** START Given text **
But now we come to religion, and an extremely odd thing happens . Where we might have said,
'knowing his father, I expect young Cowdrey will take up cricket,' we emphatically do not say, 'With
her devout Catholic parents, I expect young Bernadette will take up Catholicism.' Instead we say,
without a moment's hesitation or a qualm of misgiving, 'Bernadette is a Catholic'. We state it as
simple fact even when she is far too young to have developed a theological opinion of her own. In
all other spheres, a good school will encourage her to develop her own tastes and opinions, her
own skills, penchants and values. But when it comes to religion, society meekly makes a clanging
exception. We inexplicably accept that, the day she is born, Bernadette has a label tied around her
neck. This is a Catholic baby.
** END Given text **
** START Supplied data **
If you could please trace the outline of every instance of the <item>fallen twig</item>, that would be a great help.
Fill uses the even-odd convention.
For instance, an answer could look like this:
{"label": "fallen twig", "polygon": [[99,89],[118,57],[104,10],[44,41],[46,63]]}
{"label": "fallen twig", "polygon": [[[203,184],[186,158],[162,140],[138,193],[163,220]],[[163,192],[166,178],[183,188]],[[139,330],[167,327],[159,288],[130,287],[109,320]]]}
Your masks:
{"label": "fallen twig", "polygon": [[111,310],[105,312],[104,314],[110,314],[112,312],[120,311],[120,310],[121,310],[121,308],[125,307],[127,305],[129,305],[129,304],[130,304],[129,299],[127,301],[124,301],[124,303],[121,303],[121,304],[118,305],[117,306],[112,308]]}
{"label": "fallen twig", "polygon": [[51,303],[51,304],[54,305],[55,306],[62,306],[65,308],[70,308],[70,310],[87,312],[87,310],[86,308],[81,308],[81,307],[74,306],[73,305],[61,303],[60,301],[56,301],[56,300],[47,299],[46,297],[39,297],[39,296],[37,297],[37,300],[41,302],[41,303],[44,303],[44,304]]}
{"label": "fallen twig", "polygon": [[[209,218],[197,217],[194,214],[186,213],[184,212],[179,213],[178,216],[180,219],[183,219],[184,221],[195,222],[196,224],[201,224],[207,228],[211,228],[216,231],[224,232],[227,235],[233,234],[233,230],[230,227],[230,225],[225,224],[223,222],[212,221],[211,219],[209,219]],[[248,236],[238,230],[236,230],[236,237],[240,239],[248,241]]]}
** END Supplied data **
** START Supplied data **
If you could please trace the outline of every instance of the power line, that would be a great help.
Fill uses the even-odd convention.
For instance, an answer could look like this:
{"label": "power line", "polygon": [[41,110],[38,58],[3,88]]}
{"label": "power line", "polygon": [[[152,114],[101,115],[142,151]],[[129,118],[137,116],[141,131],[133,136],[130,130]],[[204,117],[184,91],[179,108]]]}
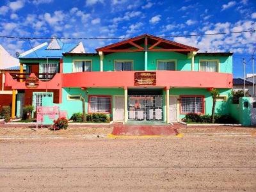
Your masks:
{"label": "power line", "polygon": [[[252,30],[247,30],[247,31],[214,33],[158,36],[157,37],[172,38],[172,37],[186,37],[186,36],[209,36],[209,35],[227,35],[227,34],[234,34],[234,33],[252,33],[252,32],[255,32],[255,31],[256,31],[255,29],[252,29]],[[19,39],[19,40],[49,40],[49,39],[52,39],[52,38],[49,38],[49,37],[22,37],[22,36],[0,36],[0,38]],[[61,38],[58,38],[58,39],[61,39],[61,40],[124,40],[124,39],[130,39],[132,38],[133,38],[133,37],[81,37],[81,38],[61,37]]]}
** END Supplied data **
** START Supplied data **
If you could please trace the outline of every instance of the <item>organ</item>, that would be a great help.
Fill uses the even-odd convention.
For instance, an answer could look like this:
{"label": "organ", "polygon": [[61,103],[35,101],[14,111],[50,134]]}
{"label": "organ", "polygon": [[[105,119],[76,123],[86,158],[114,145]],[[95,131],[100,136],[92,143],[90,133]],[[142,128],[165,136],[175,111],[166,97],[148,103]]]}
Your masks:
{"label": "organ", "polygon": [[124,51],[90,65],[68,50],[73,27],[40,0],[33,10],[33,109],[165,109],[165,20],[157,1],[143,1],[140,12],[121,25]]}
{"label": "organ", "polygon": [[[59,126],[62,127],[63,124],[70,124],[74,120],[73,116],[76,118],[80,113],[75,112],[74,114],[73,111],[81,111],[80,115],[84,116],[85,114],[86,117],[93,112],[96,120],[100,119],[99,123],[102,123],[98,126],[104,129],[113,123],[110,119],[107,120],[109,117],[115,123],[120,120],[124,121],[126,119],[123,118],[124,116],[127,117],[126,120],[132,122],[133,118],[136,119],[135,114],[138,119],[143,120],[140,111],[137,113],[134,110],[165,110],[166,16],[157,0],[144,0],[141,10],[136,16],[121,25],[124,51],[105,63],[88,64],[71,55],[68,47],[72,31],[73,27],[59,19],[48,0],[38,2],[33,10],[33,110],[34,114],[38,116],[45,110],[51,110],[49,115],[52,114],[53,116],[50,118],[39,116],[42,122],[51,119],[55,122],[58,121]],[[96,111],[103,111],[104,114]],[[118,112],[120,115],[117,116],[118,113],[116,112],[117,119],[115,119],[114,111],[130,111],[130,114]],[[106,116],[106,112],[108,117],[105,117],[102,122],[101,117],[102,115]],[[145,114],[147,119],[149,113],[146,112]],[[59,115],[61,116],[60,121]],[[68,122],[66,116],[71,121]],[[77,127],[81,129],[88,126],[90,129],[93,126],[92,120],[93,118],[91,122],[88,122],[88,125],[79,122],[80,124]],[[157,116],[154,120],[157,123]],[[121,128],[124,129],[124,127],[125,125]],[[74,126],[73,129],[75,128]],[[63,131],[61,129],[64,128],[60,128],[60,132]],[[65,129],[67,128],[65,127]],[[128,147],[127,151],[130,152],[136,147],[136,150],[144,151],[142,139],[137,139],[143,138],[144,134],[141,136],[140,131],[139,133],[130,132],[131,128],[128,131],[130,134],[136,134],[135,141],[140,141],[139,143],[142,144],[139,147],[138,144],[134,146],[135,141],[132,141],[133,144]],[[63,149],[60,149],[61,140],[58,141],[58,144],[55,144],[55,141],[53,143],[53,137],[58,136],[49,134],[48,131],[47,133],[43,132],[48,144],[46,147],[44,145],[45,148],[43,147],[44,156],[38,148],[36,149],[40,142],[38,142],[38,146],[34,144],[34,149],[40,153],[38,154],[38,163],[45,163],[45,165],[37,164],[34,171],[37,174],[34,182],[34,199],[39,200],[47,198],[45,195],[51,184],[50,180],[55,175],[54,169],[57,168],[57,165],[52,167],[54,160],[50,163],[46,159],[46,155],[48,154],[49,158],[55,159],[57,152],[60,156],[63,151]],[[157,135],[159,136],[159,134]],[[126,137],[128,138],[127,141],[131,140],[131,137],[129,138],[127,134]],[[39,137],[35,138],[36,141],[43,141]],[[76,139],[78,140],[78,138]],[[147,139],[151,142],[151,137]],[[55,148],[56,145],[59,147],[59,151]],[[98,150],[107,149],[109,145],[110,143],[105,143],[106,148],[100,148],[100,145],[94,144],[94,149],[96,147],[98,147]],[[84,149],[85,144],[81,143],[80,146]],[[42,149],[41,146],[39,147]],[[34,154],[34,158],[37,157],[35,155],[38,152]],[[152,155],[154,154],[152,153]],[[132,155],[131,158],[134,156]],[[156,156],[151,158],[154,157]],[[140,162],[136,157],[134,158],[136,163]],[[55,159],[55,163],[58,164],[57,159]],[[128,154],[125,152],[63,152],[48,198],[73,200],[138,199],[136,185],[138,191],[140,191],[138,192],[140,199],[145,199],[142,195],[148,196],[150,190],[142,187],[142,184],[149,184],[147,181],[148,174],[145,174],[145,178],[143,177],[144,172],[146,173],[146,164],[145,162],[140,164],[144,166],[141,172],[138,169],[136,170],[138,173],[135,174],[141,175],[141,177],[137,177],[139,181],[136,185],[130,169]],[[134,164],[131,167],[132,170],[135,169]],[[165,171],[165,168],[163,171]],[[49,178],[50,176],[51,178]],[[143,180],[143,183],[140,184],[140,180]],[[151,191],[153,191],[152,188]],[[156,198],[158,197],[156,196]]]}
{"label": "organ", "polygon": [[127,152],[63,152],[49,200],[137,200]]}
** END Supplied data **
## [What this exercise asks]
1. In the passage on religion, what label does Bernadette have tied around her neck on the day she is born?
2. Pick out each line of the records above that contains the word "great", and copy those lines.

## [Solutions in order]
1. "This is a Catholic baby."

2.
If you could please trace the outline of every instance of the <item>fallen twig</item>, that would be a great help.
If you could please trace the outline of every instance of the power line, that would be a great help.
If you could please trace the outline of every instance of the <item>organ</item>, that would be a great help.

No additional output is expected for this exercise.